Zefi, Caro, Maxime, November 15th 2019 


PRESENTATION 


M: You two are currently working together on a specific project at the IISH, right? 

C: Actually no, Zefi works on a Sudanese project here at the IISH, and I did my thesis here about 
social media webarchiving. Also, I am currently constituting a physical archive with the 
GroenLinks party. 

M: When did web archiving appear? Could it be right when social platforms took over? 

Z: Well, we’ve got to distinguish two things here : the digitisation of physical material for its 
preservation, and the harvest of digital born content. Preservation of digitised material is, of 
course, a much older thing, while the archiving of born digital materials (material that have not 
existed in any other forms than digital) is pretty new. If we’re talking about web archiving stricly, 
I’m not sure exactly when and where it started but it’s only a few years old. 

PROBLEMATICS OF THIS NEW JOBS 


M: Because being a rather young discipline, digital archiving must ask you to design protocoles 
while harvesting, in other words defining your job while doing it? Am I right? 

Z: Yes, we’ve got to do everything. We’ve got to merge the principles and practices of archiving, 
and see how they could be applied to our digital research processes. 

For some time now, we’ve been collecting born digital material and social media content. Of 
course, the question of accessibility and usability of this database rises at some point. Because in 
the end, that is what it’s been harvested for: an archive isn’t made to remain untouched in a 
harddisk for 150years. But so far, nothing is polished enough to reach a satisfying state for public 
consultation. 

M: You mentioned a project about the Sudanese uprising? 

Z: We started very recently a project which consists in collecting material from the Sudanese 
uprising. The events started in the end of the year 2018, and our project started about two 
months ago. For this, we work with a specialized currator from Sudan, who is himself involved in 
the movement. He is basically our consultant in the developping process of our collection which is 
mainly made of digital born materials, things we got from social platforms. We are provided by an 
Amsterdam based Sudanese radio station. 

M: How do you select the content? Do you keep everything you receive? Is automation relevant in 
your sorting process? 

C: We are provided by different people with different status and roles in several social movements. 
The importance in keeping digital content (even though on the internet and maybe in some cases 
largely spread out) is that it will not stay there forever. For instance, I researched american social 
movements, and we noticed that about sixty pourcents of the websites created during the 
movement were gone. Usually, we can estimate the loss rate of web based digital material of fifty 
pourcent within two years. Therefore, it’s very important for us to harvest all of that in time.

#####

(Jobs):
#1 Reproduce the web archiving interview from "M: You mentioned" to "your sorting process?".
#2 Carry on the web archiving interview past its final sentence.

#####

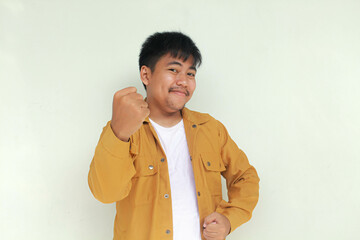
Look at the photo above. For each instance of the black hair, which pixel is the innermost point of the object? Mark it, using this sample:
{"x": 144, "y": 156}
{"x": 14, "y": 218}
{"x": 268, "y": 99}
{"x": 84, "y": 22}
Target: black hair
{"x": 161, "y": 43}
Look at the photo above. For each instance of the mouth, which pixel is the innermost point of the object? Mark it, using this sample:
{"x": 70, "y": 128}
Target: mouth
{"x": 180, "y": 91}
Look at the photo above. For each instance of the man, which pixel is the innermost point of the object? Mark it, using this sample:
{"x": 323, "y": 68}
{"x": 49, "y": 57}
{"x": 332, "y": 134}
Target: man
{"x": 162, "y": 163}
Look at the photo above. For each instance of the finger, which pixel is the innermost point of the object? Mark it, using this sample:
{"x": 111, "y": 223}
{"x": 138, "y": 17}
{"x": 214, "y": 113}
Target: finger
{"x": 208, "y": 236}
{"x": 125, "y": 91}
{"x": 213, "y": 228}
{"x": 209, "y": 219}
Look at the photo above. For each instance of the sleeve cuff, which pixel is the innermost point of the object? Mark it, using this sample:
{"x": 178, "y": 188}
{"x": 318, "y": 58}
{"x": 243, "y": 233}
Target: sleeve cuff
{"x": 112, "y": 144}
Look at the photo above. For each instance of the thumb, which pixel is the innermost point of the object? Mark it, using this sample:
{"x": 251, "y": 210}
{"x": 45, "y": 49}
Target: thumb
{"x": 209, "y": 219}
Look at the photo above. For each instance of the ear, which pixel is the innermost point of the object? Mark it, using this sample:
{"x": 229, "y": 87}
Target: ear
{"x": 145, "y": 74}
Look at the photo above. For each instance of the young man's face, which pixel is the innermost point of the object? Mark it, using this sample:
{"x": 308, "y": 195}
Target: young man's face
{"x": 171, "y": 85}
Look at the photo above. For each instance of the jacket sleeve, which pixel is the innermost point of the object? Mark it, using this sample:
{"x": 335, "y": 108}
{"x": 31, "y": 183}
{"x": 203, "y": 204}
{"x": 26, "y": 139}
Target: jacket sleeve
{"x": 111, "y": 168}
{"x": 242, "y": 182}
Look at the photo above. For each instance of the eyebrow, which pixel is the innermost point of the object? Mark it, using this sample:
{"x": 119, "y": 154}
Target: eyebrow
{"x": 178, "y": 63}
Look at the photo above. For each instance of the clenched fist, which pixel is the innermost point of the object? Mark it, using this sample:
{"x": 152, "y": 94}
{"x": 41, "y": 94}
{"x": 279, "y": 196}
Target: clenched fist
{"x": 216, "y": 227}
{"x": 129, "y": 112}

#####

(Results by task):
#1
M: You mentioned a project about the Sudanese uprising? 

Z: We started very recently a project which consists in collecting material from the Sudanese 
uprising. The events started in the end of the year 2018, and our project started about two 
months ago. For this, we work with a specialized currator from Sudan, who is himself involved in 
the movement. He is basically our consultant in the developping process of our collection which is 
mainly made of digital born materials, things we got from social platforms. We are provided by an 
Amsterdam based Sudanese radio station. 

M: How do you select the content? Do you keep everything you receive? Is automation relevant in 
your sorting process?

#2
Z: Selection is quite tricky, for multiple reasons, but the main one being the enormous quantity of 
material to be found online. I’ve seen from experience that the current approach basically consists 
in trying to harvest as much as possible. But to simply go through all of a harvest is really time 
demanding. On Twitter, for instance, the processing of thousands of pictures is necessary but 
really complicated, if you do it manually. For that, automation can help, sometimes. We are still 
questioning its relevance. Full or semi automation could be a helpful tool, up to points that 
depend on the material you harvest, of course. For instance, when harvesting on a website, the 
most common method is of crawling, which is a semi-automated process that allows to acquire 



specific websites, from specific URLs. But it’s rather hard to get relevant content from that 
process, as you will easily obtain mistakes, shifted content, etc. 

M: Hmm, it seems that it’s a rather different job than what the common imaginary would think of, 
actually. 

C: Yes, it’s very different, very technical. An archivist, before, would focus on paper, which are 
surely stable documents. In their stack of paper, the archivist would find an order. 

M: As I understand your work, you’re cutting slices of an ongoing timeline. I find interesting the 
necessity to make a still, always, to capture a content that is very much in motion. 

Z: Yes, there’s indeed no way to preserve the fluidity of the web. The archived version of it is a 
different thing, really. It’s not even a copy, per se. It’s an accumulation of elements from different 
moments in time, a frozen slice of digital content, approximating the original. It’s actually a 
common issue in webarchiving to deal with a sort of temporal incoherence. From the moment you 
start harvesting a website (a very long process in essence), to these when your harvest is 
complete, it is often possible that the website has changed. You will then have parts of both old 
and new website. With social medias, which are often updated, this will often be the case. 

C: This makes the job of a web archivist very different than of a classic archivist. A webarchivist 
will then have to come out with a few choices. What to do with a website that has changed its 
topic target, for instance? 

Z: Although, I still think there’s space for traditional archiving ideals in webarchiving. We are still 
taught the importance of context, provenance. Without this, you don’t have an archive, but a data 
dump. 

C: Yes. Right now, the main question focuses on the categorization, the accessibility of digital 
content. When it comes to description, cleaning of content, or in a broader sense, to make it 
usable, there is no conclusive answer, yet, but there are “accepted ways of doing”. For instance, 
the Internet Archive (archive.org) has this tool which allows to see websites in timeline, the 
wayback machine. Knowing they can’t archive the whole internet, the Archive still wanted to keep 
record, starting somewhere. And because they are highly constrained by technicalities, they 
mostly harvest documents that fell under the public domain. 

M: Is that what also happens in at the IISH?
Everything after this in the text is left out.